▶ _Problem statement_:
Which lines in the listing below contain the word "flag"? Return each of them whole; case counts.

===== The records =====

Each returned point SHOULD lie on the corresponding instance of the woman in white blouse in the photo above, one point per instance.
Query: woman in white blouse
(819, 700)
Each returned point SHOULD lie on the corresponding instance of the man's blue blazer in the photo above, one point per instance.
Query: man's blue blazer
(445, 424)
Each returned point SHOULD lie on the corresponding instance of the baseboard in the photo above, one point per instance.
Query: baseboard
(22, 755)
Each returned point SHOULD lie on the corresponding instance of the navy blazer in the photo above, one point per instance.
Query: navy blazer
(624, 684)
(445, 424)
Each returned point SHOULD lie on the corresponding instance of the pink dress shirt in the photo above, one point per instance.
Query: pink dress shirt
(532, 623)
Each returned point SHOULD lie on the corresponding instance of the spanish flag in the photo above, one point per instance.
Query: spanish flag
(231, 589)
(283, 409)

=====
===== The records =====

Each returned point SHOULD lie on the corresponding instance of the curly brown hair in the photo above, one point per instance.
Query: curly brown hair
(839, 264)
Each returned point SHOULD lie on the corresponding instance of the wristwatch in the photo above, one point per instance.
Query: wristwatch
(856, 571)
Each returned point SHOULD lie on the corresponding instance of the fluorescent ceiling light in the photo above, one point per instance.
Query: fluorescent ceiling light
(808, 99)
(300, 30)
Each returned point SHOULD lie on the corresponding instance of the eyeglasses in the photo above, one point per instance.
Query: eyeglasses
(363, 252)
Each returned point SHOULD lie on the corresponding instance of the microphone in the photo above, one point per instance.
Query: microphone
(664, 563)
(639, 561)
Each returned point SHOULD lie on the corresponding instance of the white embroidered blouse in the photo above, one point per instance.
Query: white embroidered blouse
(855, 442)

=====

▶ _Response below_:
Each returned point SHOULD lie on the corresponding instance of the spanish flag in the photo above, one point per instance.
Query: spanish flag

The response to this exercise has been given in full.